[Dataset entries]

——————

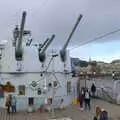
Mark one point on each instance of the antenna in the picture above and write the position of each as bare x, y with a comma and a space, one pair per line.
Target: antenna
63, 50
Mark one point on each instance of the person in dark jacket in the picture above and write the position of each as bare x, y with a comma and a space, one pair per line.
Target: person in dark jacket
81, 99
93, 90
87, 99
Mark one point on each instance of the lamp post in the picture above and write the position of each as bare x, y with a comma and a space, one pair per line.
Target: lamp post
2, 46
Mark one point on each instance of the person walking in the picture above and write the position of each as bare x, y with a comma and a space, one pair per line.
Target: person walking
81, 99
93, 89
87, 99
13, 104
8, 103
104, 115
97, 113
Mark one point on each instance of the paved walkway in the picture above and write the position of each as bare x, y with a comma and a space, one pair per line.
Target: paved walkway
72, 112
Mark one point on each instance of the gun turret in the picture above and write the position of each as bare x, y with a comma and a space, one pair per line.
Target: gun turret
18, 49
63, 50
42, 48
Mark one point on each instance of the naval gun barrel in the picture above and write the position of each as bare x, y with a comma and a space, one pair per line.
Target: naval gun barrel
63, 50
18, 49
44, 47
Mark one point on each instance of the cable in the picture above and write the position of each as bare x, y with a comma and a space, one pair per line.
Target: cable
96, 38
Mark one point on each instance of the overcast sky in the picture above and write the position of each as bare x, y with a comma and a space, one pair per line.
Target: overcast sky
47, 17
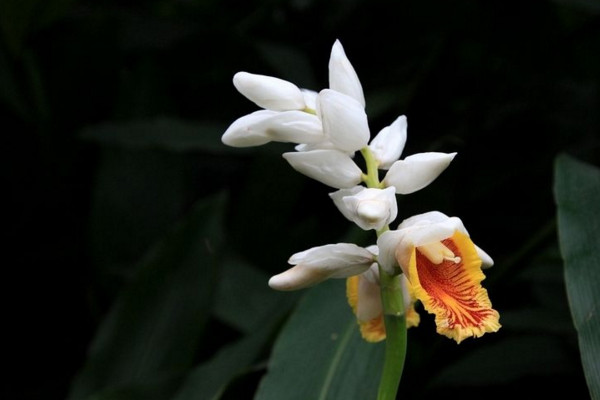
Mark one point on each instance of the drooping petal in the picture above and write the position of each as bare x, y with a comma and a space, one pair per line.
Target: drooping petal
417, 171
248, 130
331, 167
317, 264
389, 143
344, 120
342, 76
269, 92
369, 208
452, 291
294, 127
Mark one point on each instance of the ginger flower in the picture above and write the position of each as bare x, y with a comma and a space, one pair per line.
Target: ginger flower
443, 267
364, 297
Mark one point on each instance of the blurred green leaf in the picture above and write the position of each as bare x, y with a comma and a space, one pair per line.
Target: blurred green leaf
243, 298
507, 360
209, 380
123, 222
163, 133
320, 354
152, 331
577, 195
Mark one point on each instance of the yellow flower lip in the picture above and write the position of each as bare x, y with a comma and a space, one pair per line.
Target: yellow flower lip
446, 278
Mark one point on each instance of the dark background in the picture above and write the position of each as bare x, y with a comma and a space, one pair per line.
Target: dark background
508, 85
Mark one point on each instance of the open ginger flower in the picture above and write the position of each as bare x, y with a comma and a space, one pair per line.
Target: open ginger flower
444, 271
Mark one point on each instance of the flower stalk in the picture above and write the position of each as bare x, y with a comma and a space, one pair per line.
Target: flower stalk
392, 300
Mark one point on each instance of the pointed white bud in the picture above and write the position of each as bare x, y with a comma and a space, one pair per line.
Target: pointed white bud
248, 130
317, 264
344, 121
369, 208
294, 127
331, 167
416, 171
389, 143
269, 92
342, 76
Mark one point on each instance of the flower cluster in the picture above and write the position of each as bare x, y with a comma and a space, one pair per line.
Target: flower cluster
440, 265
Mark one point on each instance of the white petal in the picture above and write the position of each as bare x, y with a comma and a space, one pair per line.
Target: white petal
369, 299
317, 264
417, 171
486, 260
331, 167
295, 127
334, 257
248, 130
338, 200
342, 76
389, 143
371, 208
310, 98
344, 120
269, 92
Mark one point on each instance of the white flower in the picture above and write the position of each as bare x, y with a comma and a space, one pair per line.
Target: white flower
264, 126
389, 143
269, 92
342, 76
344, 120
248, 130
368, 208
416, 171
331, 167
425, 231
317, 264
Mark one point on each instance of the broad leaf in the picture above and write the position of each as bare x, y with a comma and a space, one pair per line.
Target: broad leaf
577, 193
320, 354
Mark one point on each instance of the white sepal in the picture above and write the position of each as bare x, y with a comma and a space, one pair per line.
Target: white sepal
317, 264
389, 143
331, 167
269, 92
342, 76
248, 130
344, 120
369, 208
416, 171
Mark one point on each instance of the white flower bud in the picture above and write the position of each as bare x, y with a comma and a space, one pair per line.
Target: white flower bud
248, 130
317, 264
331, 167
367, 207
344, 121
389, 143
295, 127
269, 92
416, 171
342, 76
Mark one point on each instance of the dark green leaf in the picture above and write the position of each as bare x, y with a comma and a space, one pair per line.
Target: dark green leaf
577, 194
152, 331
320, 354
243, 298
164, 133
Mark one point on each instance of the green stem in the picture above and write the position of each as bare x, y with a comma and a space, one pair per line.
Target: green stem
392, 301
395, 328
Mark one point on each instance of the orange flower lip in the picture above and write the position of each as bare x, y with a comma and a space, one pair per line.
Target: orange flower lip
450, 288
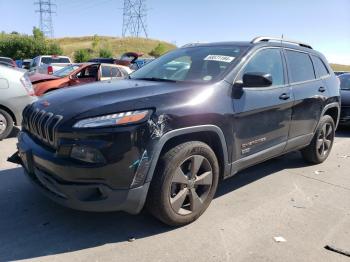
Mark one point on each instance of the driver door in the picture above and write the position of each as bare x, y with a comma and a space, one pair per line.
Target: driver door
262, 115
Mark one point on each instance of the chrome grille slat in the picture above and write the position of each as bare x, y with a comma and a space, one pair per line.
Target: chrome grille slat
41, 124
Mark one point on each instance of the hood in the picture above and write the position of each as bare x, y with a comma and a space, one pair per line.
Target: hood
114, 96
37, 78
345, 97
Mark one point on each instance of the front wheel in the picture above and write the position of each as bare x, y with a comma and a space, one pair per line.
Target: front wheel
185, 183
322, 143
6, 124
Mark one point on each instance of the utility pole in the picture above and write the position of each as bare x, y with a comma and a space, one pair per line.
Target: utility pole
134, 18
45, 12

——————

■ Problem details: Exactly and only the lines from the line containing "Mark one point on each instance of the hood" through the last line of the entries should be copied, both ends included.

■ Completed exercise:
Mark one point on each instance of the hood in the picture above and write the position of each as bare x, y with a comma and a space, one pair per line.
Target: hood
114, 96
37, 78
345, 97
Mark one point on each instance of the front wheel in the picture above and write the position of each as bare x, y with a comma and a space, one pair per line.
Target: front wheel
185, 183
322, 143
6, 124
Mark one point on each instance of the utility pole in the picture above and write the position of each as bare x, y with a comma and a space, one pair per line.
Target: utility pole
134, 18
45, 12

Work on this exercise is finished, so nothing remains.